### [What the task requires]
Each line below must be reproduced exactly.

### [Given records]
============================================================

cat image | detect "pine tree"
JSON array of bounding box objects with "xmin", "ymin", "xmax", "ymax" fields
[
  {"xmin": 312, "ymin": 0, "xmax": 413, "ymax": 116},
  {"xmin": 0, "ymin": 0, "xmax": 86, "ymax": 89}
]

============================================================

### [Exercise answer]
cat image | detect "pine tree"
JSON array of bounding box objects with "xmin", "ymin", "xmax", "ymax" fields
[
  {"xmin": 312, "ymin": 0, "xmax": 413, "ymax": 116},
  {"xmin": 0, "ymin": 0, "xmax": 86, "ymax": 89}
]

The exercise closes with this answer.